The exercise
Convert all of the material below into a numbered list with one entry per line. Skip blank lines and omit the pictures.

Excerpt from a data file

───

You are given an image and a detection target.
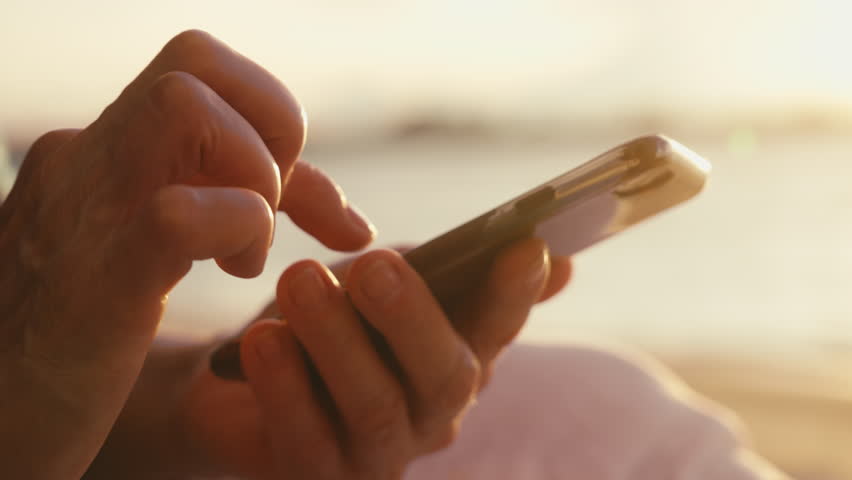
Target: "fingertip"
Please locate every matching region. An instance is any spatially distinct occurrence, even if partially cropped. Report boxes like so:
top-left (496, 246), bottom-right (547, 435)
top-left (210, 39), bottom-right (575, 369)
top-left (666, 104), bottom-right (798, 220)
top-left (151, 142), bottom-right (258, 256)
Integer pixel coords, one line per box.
top-left (240, 319), bottom-right (282, 379)
top-left (216, 240), bottom-right (269, 278)
top-left (275, 260), bottom-right (339, 313)
top-left (491, 238), bottom-right (551, 295)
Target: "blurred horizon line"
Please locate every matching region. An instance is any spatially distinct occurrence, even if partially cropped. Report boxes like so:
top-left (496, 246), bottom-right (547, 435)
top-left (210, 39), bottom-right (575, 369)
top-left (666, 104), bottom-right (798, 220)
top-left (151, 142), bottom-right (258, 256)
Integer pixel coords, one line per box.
top-left (0, 105), bottom-right (852, 159)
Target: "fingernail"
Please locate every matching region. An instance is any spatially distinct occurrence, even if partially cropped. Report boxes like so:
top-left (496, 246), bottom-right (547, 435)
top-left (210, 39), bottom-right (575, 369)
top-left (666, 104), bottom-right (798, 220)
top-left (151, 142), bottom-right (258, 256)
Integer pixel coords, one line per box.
top-left (287, 266), bottom-right (328, 310)
top-left (527, 248), bottom-right (550, 287)
top-left (346, 205), bottom-right (376, 237)
top-left (361, 259), bottom-right (402, 304)
top-left (255, 328), bottom-right (281, 365)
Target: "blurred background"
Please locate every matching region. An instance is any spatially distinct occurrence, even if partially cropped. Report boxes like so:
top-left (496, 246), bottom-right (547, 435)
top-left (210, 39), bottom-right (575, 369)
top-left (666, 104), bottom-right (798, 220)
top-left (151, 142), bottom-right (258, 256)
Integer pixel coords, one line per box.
top-left (0, 0), bottom-right (852, 479)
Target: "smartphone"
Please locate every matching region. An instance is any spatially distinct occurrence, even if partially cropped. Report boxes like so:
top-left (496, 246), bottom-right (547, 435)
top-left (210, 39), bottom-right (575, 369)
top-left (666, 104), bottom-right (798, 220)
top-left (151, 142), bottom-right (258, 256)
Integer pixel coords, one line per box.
top-left (210, 135), bottom-right (710, 379)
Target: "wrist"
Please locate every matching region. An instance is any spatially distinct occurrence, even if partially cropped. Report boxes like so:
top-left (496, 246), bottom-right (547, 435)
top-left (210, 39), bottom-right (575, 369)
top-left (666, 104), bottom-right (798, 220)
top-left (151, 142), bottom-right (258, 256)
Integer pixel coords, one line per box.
top-left (84, 340), bottom-right (209, 480)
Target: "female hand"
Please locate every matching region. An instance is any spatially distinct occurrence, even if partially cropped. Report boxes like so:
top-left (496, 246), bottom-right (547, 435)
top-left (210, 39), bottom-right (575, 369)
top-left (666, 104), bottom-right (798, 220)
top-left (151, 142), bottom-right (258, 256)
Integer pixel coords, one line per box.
top-left (172, 239), bottom-right (570, 480)
top-left (0, 31), bottom-right (373, 478)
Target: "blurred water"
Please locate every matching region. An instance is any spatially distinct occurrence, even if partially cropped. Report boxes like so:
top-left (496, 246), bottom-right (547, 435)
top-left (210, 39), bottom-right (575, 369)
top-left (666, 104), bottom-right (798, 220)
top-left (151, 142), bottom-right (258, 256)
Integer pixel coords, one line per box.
top-left (162, 133), bottom-right (852, 362)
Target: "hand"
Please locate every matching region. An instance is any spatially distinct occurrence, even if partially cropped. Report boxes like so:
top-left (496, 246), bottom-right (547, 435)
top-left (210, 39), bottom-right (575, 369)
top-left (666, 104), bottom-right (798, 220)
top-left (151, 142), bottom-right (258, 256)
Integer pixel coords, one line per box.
top-left (0, 32), bottom-right (373, 478)
top-left (171, 239), bottom-right (570, 479)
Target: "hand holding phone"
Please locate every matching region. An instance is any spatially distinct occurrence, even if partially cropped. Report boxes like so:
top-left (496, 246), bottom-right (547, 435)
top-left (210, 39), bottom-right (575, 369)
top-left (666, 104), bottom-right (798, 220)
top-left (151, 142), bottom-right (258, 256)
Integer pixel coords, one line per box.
top-left (210, 135), bottom-right (710, 379)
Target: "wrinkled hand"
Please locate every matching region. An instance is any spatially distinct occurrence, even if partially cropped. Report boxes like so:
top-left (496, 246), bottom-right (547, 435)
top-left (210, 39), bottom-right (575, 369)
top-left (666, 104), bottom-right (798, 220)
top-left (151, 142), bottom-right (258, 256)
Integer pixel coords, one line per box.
top-left (0, 31), bottom-right (372, 478)
top-left (173, 239), bottom-right (570, 480)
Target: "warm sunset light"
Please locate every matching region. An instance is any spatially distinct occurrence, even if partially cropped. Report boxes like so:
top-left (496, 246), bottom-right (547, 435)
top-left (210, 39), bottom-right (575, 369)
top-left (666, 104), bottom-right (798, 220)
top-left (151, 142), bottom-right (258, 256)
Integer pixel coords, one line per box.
top-left (0, 0), bottom-right (852, 480)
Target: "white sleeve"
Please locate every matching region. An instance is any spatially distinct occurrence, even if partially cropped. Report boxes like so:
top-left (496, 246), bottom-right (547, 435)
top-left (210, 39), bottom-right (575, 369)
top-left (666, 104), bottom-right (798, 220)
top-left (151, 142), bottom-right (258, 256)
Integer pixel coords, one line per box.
top-left (406, 345), bottom-right (787, 480)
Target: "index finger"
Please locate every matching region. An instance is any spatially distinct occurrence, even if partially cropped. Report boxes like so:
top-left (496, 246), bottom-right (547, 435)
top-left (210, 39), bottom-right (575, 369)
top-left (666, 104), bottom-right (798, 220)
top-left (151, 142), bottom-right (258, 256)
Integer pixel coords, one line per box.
top-left (110, 30), bottom-right (306, 172)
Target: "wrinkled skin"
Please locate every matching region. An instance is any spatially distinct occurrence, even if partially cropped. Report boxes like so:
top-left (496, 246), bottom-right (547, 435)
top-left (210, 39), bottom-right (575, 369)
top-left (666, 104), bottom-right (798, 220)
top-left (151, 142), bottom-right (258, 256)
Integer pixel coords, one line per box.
top-left (0, 31), bottom-right (570, 479)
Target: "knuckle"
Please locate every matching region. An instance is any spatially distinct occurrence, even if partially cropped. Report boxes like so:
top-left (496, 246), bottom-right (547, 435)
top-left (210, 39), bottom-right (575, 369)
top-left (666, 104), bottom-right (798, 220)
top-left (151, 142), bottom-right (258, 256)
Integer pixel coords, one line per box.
top-left (148, 71), bottom-right (200, 112)
top-left (424, 421), bottom-right (461, 453)
top-left (152, 185), bottom-right (201, 246)
top-left (415, 350), bottom-right (481, 438)
top-left (434, 349), bottom-right (481, 414)
top-left (352, 389), bottom-right (407, 445)
top-left (163, 29), bottom-right (219, 63)
top-left (26, 130), bottom-right (76, 160)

───

In response
1. You are given an image and a detection target.
2. Target: "fingertip"
3. Please locate every matching region. An instance is any spatially distinct occurrence, even if partially cropped. Report boxes like so:
4. top-left (496, 246), bottom-right (547, 435)
5. top-left (210, 39), bottom-right (575, 369)
6. top-left (666, 104), bottom-right (798, 220)
7. top-left (151, 142), bottom-right (258, 256)
8. Integer pixel coords, one line per box.
9. top-left (240, 319), bottom-right (282, 379)
10. top-left (216, 240), bottom-right (269, 278)
11. top-left (275, 260), bottom-right (339, 313)
12. top-left (491, 238), bottom-right (551, 295)
13. Target: "blurred horizon line"
14. Please locate every matching region. An instance is any spatially distinct occurrence, even if partially cropped. Report boxes like so:
15. top-left (496, 246), bottom-right (547, 435)
16. top-left (210, 39), bottom-right (575, 369)
17. top-left (666, 104), bottom-right (798, 220)
18. top-left (151, 142), bottom-right (258, 256)
19. Integer pixel coords, one line per box.
20. top-left (0, 105), bottom-right (852, 159)
21. Target: "fingernail"
22. Please locate every matching region. An instance is any spatially distinct occurrence, even if partially cropped. Report boxes like so:
23. top-left (496, 246), bottom-right (547, 435)
24. top-left (210, 39), bottom-right (575, 369)
25. top-left (666, 104), bottom-right (798, 220)
26. top-left (151, 142), bottom-right (258, 256)
27. Integer pixel coords, one line per box.
28. top-left (287, 266), bottom-right (328, 310)
29. top-left (527, 248), bottom-right (550, 287)
30. top-left (346, 205), bottom-right (376, 237)
31. top-left (361, 259), bottom-right (402, 304)
32. top-left (255, 328), bottom-right (281, 365)
33. Target: "blurred background"
34. Please locate every matching region. An instance is any spatially distinct occurrence, even if partially cropped. Report boxes like so:
35. top-left (496, 246), bottom-right (547, 435)
36. top-left (210, 39), bottom-right (575, 369)
37. top-left (666, 104), bottom-right (798, 220)
38. top-left (151, 142), bottom-right (258, 256)
39. Integer pixel coords, one line per box.
40. top-left (0, 0), bottom-right (852, 479)
41. Target: "smartphone"
42. Please locate every matching region. An instance is any spatially distinct occurrence, even if partially cropped. Report boxes like so:
43. top-left (496, 246), bottom-right (547, 435)
44. top-left (210, 39), bottom-right (575, 369)
45. top-left (666, 104), bottom-right (798, 220)
46. top-left (151, 142), bottom-right (258, 256)
47. Integer pixel coords, one line per box.
48. top-left (210, 135), bottom-right (710, 379)
49. Target: "wrist"
50. Please locate every matching region. An instance is any spatially distinct occurrence, even if partially cropped. Report boxes like so:
51. top-left (496, 246), bottom-right (547, 435)
52. top-left (210, 39), bottom-right (575, 369)
53. top-left (666, 104), bottom-right (798, 220)
54. top-left (151, 142), bottom-right (258, 256)
55. Integer pixel coords, one line per box.
56. top-left (84, 340), bottom-right (209, 480)
57. Target: "female hand"
58. Please locate every matching region. An instance is any spatially distinct occurrence, even if partially cropped. Report boxes like so:
59. top-left (496, 246), bottom-right (547, 435)
60. top-left (210, 39), bottom-right (575, 369)
61. top-left (666, 104), bottom-right (798, 220)
62. top-left (151, 142), bottom-right (258, 256)
63. Integer pixel coords, one line per box.
64. top-left (172, 239), bottom-right (570, 480)
65. top-left (0, 31), bottom-right (373, 478)
66. Target: "blurred water"
67. Please locate every matching region. An instance is any spatially distinct occurrence, even if partially cropped. Report boxes like so:
68. top-left (496, 246), bottom-right (547, 435)
69. top-left (210, 39), bottom-right (575, 369)
70. top-left (666, 104), bottom-right (798, 220)
71. top-left (151, 142), bottom-right (258, 256)
72. Integer pixel coords, one line per box.
73. top-left (162, 133), bottom-right (852, 362)
74. Target: "hand"
75. Please locate every matching region. An instance is any spatially distinct occurrence, even if partially cropped. Report boxes like so:
76. top-left (496, 246), bottom-right (547, 435)
77. top-left (210, 39), bottom-right (575, 369)
78. top-left (666, 104), bottom-right (798, 220)
79. top-left (151, 142), bottom-right (258, 256)
80. Integer pixel coords, one line per box.
81. top-left (0, 32), bottom-right (373, 478)
82. top-left (171, 239), bottom-right (570, 479)
83. Target: "hand holding phone"
84. Please locate every matching region. An instance is any spatially distinct occurrence, even if partially cropped. Report boxes like so:
85. top-left (496, 246), bottom-right (547, 435)
86. top-left (210, 39), bottom-right (575, 369)
87. top-left (666, 104), bottom-right (798, 220)
88. top-left (151, 142), bottom-right (258, 256)
89. Integer pixel coords, one line per box.
90. top-left (210, 135), bottom-right (710, 379)
91. Target: "wrinkled hand"
92. Please locate every matching region. An instance is any spatially distinct occurrence, even if partially cropped. Report boxes like so:
93. top-left (496, 246), bottom-right (547, 435)
94. top-left (210, 39), bottom-right (575, 369)
95. top-left (666, 104), bottom-right (798, 220)
96. top-left (151, 142), bottom-right (258, 256)
97. Integer pixel coords, one line per box.
98. top-left (0, 31), bottom-right (372, 478)
99. top-left (173, 239), bottom-right (570, 480)
100. Target: "warm sunset light"
101. Please locate every matching region. An instance is any spatially distinct occurrence, even if partially cropped. Report boxes like so:
102. top-left (496, 246), bottom-right (547, 435)
103. top-left (210, 39), bottom-right (575, 369)
104. top-left (666, 104), bottom-right (798, 220)
105. top-left (151, 142), bottom-right (258, 256)
106. Integer pixel coords, one line per box.
107. top-left (0, 0), bottom-right (852, 480)
108. Target: "white sleeve"
109. Please locate every matching region. An instance is any spatially distinct occurrence, even if partially cropped. Report boxes like so:
110. top-left (496, 246), bottom-right (547, 435)
111. top-left (210, 39), bottom-right (575, 369)
112. top-left (666, 104), bottom-right (798, 220)
113. top-left (151, 142), bottom-right (258, 256)
114. Integer pixel coords, one line per box.
115. top-left (406, 345), bottom-right (787, 480)
116. Target: "index finger"
117. Please locate every matching region. An instance is any spatially distinct occurrence, even if partially cropped. Report boxes like so:
118. top-left (496, 246), bottom-right (547, 435)
119. top-left (210, 39), bottom-right (575, 369)
120. top-left (666, 104), bottom-right (798, 220)
121. top-left (151, 142), bottom-right (258, 256)
122. Integer pixel coords, one line per box.
123. top-left (110, 30), bottom-right (306, 172)
124. Target: "wrinkled skin"
125. Please locate every matching region. An instance is any spatially distinct occurrence, even if partially cropped. Report boxes like so:
126. top-left (496, 246), bottom-right (547, 435)
127. top-left (210, 39), bottom-right (575, 369)
128. top-left (666, 104), bottom-right (798, 220)
129. top-left (151, 142), bottom-right (258, 256)
130. Integer pixel coords, one line per box.
131. top-left (0, 31), bottom-right (570, 479)
132. Target: "knuckle"
133. Please locate every matching region. An instance is any spatially distinct occurrence, even if partially cropped. Report boxes like so:
134. top-left (496, 246), bottom-right (547, 435)
135. top-left (210, 39), bottom-right (575, 369)
136. top-left (666, 104), bottom-right (798, 220)
137. top-left (151, 142), bottom-right (258, 256)
138. Integer pixel coords, one line per box.
139. top-left (148, 71), bottom-right (200, 112)
140. top-left (424, 421), bottom-right (461, 453)
141. top-left (152, 185), bottom-right (201, 246)
142. top-left (415, 350), bottom-right (481, 438)
143. top-left (434, 349), bottom-right (481, 414)
144. top-left (352, 389), bottom-right (407, 445)
145. top-left (163, 29), bottom-right (219, 63)
146. top-left (26, 130), bottom-right (76, 160)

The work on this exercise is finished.